• What you have to do
State how many of the lines below contain the word "jersey". Reply with the number alone.

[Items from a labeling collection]

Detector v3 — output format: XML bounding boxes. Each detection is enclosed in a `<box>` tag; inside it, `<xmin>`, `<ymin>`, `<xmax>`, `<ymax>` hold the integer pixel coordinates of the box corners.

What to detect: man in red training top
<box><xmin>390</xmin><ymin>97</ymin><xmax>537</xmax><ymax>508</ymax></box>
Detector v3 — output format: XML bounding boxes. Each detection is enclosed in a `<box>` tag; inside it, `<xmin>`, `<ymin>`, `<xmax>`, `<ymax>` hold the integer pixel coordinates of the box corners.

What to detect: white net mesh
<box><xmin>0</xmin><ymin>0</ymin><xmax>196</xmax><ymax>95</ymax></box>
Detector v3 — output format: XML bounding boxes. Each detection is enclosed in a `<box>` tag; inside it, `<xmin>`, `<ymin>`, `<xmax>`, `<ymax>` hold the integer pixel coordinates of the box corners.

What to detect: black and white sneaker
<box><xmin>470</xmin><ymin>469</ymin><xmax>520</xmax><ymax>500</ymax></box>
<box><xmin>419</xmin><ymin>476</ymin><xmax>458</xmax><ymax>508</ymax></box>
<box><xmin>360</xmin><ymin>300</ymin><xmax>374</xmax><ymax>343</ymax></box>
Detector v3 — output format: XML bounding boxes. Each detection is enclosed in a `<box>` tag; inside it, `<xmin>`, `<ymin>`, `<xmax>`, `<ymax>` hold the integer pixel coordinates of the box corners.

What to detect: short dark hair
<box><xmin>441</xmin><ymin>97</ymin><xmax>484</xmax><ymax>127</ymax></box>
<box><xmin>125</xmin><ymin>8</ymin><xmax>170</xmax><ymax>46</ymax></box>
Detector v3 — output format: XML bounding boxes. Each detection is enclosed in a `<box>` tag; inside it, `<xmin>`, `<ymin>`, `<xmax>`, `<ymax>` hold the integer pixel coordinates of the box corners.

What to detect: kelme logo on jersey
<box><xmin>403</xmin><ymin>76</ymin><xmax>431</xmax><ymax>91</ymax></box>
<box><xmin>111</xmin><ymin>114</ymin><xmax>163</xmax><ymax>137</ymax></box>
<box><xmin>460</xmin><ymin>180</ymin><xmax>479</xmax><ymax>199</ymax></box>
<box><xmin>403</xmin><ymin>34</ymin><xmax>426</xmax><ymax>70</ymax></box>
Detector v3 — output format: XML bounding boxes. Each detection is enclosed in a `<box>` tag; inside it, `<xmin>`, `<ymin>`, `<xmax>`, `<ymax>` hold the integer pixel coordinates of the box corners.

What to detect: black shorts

...

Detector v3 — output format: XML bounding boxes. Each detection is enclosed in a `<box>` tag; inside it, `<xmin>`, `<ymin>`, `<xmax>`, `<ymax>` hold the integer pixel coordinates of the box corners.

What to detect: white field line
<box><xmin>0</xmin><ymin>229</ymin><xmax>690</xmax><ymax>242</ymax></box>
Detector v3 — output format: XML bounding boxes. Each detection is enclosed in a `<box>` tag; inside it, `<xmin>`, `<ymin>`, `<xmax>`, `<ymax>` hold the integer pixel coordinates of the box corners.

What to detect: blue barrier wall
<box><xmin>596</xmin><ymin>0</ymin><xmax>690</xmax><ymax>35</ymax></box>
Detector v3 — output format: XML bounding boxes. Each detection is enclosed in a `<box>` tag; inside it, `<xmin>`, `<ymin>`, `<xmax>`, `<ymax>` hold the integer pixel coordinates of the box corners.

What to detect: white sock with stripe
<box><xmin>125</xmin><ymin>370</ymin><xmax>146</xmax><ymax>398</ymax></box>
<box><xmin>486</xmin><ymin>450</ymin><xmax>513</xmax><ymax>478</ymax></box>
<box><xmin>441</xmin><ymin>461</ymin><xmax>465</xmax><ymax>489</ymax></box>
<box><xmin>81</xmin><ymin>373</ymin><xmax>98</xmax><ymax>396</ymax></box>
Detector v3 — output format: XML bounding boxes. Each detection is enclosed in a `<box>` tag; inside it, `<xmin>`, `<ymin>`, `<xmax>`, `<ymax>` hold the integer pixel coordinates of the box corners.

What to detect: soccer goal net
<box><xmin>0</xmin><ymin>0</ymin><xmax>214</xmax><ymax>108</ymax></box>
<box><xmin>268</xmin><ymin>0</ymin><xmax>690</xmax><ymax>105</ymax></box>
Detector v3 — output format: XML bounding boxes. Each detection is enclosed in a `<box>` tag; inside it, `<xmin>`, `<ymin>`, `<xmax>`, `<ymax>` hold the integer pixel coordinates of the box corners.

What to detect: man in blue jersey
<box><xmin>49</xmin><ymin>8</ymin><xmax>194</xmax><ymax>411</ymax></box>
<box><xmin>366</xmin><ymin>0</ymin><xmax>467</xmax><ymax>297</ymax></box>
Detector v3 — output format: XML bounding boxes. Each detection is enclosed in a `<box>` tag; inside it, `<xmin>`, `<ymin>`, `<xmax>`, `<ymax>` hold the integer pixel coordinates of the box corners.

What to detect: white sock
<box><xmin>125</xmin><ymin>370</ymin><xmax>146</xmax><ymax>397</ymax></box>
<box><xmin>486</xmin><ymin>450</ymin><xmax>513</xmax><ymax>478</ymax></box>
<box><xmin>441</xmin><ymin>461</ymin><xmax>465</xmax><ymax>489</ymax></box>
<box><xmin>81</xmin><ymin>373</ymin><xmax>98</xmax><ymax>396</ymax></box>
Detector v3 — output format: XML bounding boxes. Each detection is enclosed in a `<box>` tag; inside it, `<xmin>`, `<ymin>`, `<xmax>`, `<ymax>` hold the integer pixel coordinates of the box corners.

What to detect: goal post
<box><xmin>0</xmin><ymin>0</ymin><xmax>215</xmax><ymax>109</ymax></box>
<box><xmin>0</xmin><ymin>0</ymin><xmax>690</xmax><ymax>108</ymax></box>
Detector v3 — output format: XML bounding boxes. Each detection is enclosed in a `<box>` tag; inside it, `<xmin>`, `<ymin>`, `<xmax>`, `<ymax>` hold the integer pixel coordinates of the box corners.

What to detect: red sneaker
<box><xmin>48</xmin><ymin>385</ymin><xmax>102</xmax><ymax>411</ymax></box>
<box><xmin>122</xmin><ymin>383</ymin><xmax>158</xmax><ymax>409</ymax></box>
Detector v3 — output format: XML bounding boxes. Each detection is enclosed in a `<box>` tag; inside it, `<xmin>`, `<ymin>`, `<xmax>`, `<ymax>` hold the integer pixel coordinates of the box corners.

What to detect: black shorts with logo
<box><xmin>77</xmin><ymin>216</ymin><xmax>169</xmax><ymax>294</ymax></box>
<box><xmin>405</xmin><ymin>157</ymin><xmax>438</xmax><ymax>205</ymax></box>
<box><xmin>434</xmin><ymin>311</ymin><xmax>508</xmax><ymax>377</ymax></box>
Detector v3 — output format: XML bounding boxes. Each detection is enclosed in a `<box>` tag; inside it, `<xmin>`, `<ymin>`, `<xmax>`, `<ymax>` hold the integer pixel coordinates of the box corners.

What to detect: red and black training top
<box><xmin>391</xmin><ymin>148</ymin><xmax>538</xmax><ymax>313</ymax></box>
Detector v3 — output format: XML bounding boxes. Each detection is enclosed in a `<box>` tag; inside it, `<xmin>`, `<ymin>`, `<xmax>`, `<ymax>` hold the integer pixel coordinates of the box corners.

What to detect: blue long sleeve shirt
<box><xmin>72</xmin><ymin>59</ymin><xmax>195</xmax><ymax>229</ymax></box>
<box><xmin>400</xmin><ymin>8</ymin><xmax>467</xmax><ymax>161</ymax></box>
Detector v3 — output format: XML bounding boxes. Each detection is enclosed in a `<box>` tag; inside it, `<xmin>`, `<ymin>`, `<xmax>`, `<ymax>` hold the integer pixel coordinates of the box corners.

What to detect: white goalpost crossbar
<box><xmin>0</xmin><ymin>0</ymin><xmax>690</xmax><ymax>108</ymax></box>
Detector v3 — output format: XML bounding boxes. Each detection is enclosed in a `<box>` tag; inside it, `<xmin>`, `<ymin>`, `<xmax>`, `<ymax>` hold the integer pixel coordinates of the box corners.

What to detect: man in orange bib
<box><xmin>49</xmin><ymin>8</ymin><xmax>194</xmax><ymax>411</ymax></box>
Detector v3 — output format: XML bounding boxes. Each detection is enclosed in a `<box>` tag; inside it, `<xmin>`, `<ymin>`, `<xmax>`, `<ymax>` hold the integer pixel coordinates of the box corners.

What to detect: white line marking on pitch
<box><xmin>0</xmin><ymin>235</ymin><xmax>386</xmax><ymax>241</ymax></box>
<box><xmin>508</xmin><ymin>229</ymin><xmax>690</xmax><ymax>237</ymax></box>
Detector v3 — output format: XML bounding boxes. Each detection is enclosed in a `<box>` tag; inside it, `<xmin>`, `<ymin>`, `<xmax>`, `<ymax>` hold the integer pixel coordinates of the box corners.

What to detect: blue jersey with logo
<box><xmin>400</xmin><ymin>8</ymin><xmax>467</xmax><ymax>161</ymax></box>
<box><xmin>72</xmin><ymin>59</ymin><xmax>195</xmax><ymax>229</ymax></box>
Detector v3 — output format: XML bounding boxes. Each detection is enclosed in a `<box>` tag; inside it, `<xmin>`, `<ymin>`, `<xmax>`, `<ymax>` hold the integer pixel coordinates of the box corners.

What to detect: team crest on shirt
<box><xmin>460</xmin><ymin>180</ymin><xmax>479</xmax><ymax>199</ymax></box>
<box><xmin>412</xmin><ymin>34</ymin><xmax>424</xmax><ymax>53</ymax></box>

* * *

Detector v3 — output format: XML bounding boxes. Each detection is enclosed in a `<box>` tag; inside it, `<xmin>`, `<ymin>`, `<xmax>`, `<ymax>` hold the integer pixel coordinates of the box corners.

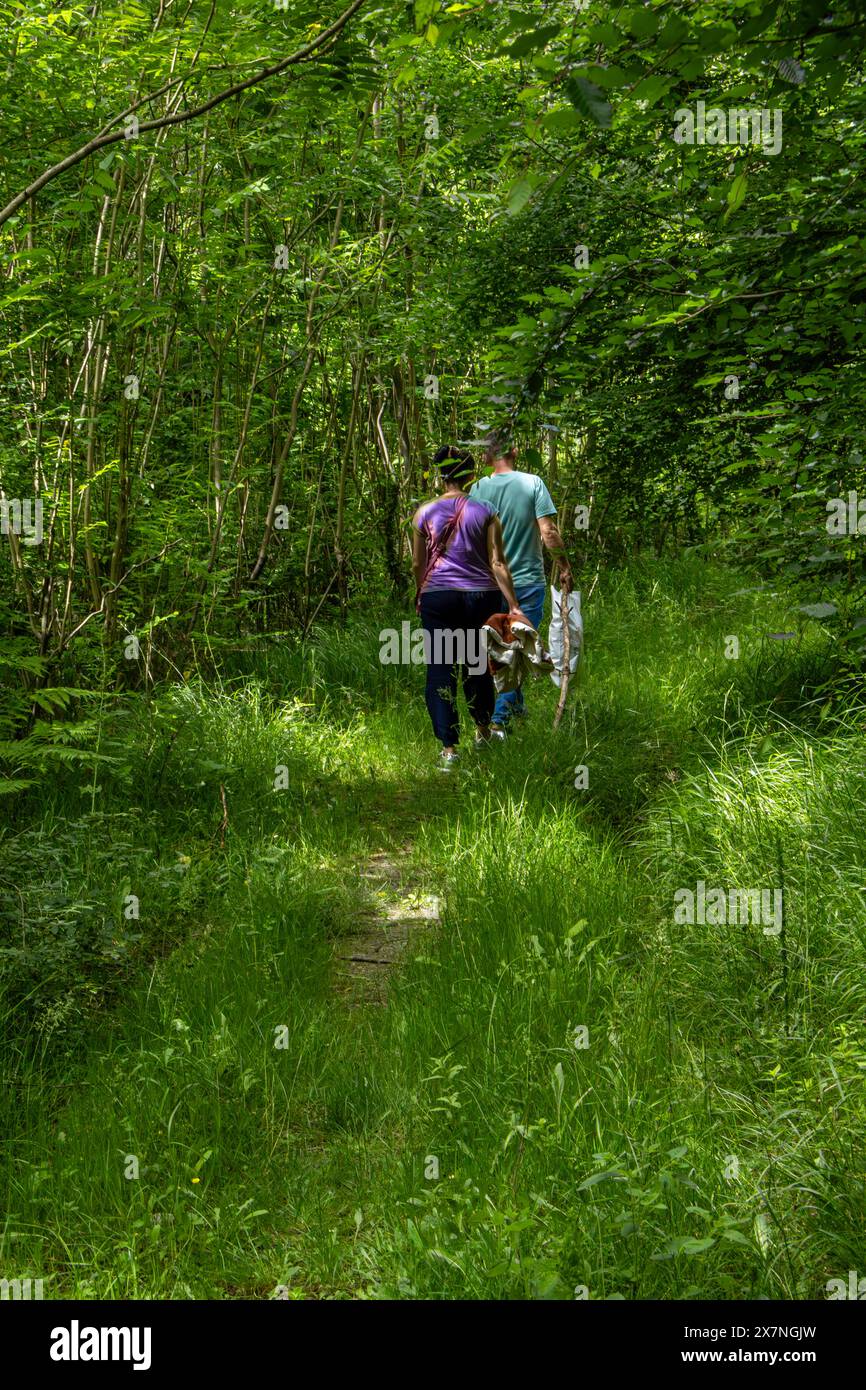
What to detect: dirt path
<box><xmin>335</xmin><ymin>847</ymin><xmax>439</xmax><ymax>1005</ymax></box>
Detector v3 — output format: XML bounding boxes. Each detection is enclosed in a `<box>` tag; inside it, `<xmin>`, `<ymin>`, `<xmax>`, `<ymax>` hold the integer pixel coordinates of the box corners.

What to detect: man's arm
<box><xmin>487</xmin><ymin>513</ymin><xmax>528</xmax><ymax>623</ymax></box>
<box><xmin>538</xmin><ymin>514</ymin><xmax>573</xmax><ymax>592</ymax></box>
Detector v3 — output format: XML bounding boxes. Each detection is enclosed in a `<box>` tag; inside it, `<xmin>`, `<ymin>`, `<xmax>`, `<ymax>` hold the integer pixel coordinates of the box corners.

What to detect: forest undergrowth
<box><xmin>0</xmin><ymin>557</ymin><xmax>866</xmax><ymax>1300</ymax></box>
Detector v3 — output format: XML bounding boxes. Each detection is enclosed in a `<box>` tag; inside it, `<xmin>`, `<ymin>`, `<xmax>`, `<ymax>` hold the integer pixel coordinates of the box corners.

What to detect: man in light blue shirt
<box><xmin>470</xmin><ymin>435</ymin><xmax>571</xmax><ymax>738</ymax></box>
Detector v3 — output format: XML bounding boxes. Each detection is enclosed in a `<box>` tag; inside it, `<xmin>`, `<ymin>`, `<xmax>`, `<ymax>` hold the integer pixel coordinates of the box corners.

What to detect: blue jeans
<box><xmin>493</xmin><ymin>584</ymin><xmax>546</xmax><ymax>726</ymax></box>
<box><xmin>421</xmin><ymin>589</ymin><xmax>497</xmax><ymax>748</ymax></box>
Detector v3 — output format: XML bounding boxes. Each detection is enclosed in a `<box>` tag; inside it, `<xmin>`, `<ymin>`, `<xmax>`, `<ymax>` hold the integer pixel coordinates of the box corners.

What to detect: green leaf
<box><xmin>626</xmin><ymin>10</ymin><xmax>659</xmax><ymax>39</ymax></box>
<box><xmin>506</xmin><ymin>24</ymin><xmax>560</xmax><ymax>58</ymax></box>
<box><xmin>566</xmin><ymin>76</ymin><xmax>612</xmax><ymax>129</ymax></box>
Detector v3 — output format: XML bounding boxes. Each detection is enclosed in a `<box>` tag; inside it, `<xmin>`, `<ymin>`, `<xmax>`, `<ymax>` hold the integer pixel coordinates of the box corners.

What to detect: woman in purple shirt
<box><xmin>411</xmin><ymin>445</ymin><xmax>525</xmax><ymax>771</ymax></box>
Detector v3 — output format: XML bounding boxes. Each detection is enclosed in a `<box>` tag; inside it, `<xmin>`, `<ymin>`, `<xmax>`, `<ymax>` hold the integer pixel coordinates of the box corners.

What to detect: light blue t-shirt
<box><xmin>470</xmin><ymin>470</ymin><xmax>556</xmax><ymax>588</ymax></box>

• Written response
3